++++ Data in this exercise

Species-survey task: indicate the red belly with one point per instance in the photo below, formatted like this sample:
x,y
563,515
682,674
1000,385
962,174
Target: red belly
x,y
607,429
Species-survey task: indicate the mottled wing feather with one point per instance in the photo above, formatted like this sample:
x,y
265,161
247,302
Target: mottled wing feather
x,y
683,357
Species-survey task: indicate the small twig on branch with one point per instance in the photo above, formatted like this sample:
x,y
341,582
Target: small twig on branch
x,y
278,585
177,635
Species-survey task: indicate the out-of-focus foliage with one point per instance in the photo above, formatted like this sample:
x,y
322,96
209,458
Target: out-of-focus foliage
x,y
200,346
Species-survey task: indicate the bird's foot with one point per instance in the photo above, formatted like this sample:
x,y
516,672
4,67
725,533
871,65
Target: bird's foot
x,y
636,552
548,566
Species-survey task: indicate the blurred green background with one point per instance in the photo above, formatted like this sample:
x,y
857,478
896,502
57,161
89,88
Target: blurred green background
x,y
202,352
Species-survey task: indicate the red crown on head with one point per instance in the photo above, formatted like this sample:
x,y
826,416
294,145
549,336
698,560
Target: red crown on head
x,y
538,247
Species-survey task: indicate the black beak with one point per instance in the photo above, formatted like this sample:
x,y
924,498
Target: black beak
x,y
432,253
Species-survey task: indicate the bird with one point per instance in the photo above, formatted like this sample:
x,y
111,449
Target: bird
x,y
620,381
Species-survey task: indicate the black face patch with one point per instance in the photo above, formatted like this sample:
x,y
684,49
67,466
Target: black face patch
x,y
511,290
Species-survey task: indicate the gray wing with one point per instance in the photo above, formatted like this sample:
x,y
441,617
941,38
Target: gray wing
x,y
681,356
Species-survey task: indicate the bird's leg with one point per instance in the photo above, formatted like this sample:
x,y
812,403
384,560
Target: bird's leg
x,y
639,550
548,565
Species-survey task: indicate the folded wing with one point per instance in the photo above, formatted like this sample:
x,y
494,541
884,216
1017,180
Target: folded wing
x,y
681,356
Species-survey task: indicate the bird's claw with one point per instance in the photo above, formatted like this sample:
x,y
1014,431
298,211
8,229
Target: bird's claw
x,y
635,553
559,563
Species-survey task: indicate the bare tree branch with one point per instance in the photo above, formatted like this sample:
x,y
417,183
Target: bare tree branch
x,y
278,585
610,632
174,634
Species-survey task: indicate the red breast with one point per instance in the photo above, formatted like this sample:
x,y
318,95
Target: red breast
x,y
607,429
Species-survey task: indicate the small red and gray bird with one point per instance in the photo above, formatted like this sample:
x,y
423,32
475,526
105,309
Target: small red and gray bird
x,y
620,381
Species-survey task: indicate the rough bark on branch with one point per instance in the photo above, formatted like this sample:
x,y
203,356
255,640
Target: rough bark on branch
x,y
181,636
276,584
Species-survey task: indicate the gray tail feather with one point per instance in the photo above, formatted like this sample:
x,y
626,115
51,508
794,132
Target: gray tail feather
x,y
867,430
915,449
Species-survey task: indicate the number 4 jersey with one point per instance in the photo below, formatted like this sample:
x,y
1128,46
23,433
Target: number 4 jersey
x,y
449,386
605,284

++++++++

What you have to do ▸ Among the lines above, which contain the word "below"? Copy every one.

Final answer ▸
Species-survey task: indicate the red belly with one point per instance in the photo below, formatted like this sample:
Species-survey task: indicate the number 4 jersey with one point per instance in the photo below, formatted like this sample:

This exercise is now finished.